*Challenge*
Return each entry exactly, omitting nothing.

(Source records)
# # #

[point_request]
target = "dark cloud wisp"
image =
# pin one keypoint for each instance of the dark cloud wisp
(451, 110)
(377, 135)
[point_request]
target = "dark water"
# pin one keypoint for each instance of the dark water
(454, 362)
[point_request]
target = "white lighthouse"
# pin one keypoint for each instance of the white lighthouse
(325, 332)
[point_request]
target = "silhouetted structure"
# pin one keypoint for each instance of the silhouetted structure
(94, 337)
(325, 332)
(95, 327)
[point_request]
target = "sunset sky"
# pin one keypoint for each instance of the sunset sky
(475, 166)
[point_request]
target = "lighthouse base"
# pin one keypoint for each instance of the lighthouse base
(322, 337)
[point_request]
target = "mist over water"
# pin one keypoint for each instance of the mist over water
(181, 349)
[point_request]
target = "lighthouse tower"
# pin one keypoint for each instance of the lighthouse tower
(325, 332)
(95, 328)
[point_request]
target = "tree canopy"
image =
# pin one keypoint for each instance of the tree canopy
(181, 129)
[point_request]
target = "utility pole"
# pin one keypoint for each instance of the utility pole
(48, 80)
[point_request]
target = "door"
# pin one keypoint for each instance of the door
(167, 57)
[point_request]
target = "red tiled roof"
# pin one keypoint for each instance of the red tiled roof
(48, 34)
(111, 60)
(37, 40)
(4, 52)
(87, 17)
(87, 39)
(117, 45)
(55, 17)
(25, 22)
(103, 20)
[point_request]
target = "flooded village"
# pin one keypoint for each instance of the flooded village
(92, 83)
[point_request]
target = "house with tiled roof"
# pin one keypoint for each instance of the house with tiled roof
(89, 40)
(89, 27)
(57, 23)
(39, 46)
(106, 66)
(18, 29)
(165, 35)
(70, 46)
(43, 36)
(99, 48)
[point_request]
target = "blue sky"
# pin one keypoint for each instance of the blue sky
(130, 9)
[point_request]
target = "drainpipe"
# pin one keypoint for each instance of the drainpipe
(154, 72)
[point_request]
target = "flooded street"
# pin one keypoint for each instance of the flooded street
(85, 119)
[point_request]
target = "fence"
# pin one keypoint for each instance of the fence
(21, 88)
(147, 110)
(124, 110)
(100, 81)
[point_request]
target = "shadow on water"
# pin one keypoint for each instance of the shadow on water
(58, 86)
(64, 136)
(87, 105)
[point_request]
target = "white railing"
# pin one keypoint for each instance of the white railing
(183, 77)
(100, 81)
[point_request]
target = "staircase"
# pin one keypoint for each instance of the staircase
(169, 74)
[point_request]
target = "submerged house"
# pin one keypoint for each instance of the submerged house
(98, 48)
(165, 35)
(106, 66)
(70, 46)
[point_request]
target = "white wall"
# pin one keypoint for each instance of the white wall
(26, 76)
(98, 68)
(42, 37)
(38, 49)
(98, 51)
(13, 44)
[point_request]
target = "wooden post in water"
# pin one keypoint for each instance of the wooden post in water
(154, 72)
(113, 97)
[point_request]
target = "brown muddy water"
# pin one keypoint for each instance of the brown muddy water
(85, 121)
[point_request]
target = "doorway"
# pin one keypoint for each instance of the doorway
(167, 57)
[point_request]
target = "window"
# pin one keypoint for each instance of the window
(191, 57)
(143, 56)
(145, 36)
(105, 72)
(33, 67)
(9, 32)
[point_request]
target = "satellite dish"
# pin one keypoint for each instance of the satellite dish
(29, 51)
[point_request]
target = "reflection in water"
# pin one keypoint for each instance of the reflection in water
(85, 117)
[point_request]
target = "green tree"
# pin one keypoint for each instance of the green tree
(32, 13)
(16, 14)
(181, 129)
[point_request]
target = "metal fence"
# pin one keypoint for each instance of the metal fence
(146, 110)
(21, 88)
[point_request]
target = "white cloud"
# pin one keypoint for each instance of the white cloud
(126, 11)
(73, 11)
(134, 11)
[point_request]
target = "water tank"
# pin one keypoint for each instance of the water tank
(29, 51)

# # #

*Written reply*
[point_request]
target = "dark cloud wisp"
image =
# pin one keypoint for each instance of the dark cloud wisp
(451, 110)
(377, 135)
[point_request]
target = "dark water"
# pin one keypoint for each instance of the dark water
(454, 362)
[point_request]
target = "white lighthouse"
# pin one keypoint for each instance of the white lighthouse
(325, 332)
[point_request]
target = "silhouetted structure"
# pin one keypoint for each instance of the silhouetted structure
(94, 337)
(325, 332)
(95, 327)
[point_request]
target = "sunset sky"
# pin one keypoint for each instance of the sunset sky
(475, 166)
[point_request]
target = "lighthouse base"
# pin one keypoint for each instance of the lighthouse base
(322, 337)
[point_request]
target = "mist over water"
# pin one keypoint for each instance of the mist over water
(181, 349)
[point_request]
target = "lighthouse tower"
# pin one keypoint for each instance of the lighthouse tower
(325, 332)
(95, 328)
[point_request]
target = "tree canopy"
image =
# pin one keypoint for each instance of the tree canopy
(181, 129)
[point_request]
target = "utility pole"
# pin one keypoint for each instance of the utility pole
(48, 80)
[point_request]
target = "door"
# pin one keypoint for each instance of the door
(167, 57)
[point_request]
target = "red tiled roof"
# pin one keypoint for each instance of the red tiled roof
(48, 34)
(111, 60)
(37, 40)
(4, 52)
(87, 17)
(87, 39)
(117, 45)
(55, 17)
(25, 22)
(103, 20)
[point_request]
target = "flooded village"
# pin one keypoint for each instance of the flooded village
(92, 83)
[point_request]
target = "house with tiled roof"
# pin one keypoint for each instance of the house with tiled roof
(89, 40)
(89, 27)
(57, 23)
(39, 46)
(106, 66)
(18, 29)
(165, 35)
(70, 46)
(43, 36)
(99, 48)
[point_request]
target = "blue sky"
# pin one keypoint for each instance of the blue sky
(130, 9)
[point_request]
target = "drainpipe"
# pin one keypoint for each instance of the drainpipe
(154, 72)
[point_request]
target = "flooded street"
# pin one keypoint for each instance of the flooded street
(85, 119)
[point_request]
target = "fence"
# pin one keypoint for each instance of the fence
(21, 88)
(147, 110)
(124, 110)
(100, 81)
[point_request]
target = "shadow on water"
# pin one keypoint for each instance of the shadow on water
(58, 86)
(64, 136)
(87, 105)
[point_request]
target = "white railing"
# pin one keypoint for each instance of the white railing
(183, 77)
(100, 81)
[point_request]
target = "staircase"
# pin one keypoint for each instance of the staircase
(169, 74)
[point_request]
target = "submerged house"
# pin one keypoint for each instance of the submerged house
(98, 48)
(165, 35)
(106, 66)
(70, 46)
[point_request]
target = "white wall"
# pin one keypoint for each instance of the white wall
(26, 76)
(98, 68)
(42, 37)
(38, 49)
(98, 51)
(13, 44)
[point_request]
target = "wooden post in water"
# pin one keypoint for each instance of the wooden post in water
(154, 72)
(113, 97)
[point_request]
target = "brown muddy water"
# pin one keypoint for each instance of the brown muddy water
(85, 121)
[point_request]
target = "doorway"
# pin one keypoint for each instance of the doorway
(167, 57)
[point_request]
target = "window"
# pin one keypoint for each instance of the window
(191, 57)
(143, 56)
(145, 36)
(105, 72)
(33, 67)
(9, 32)
[point_request]
target = "satellite dish"
# pin one keypoint for each instance of the satellite dish
(29, 51)
[point_request]
target = "reflection in water"
# pin one keypoint for each instance of the reflection in water
(85, 117)
[point_request]
target = "green tree"
# pin one keypoint for each instance of the green tree
(32, 13)
(16, 14)
(181, 129)
[point_request]
target = "metal fence"
# pin one keypoint for each instance of the metal fence
(146, 110)
(21, 88)
[point_request]
target = "white cloud"
# pin one keypoint for each instance of the white cloud
(126, 11)
(73, 11)
(134, 11)
[point_request]
target = "water tank"
# pin one keypoint for each instance of the water tank
(29, 51)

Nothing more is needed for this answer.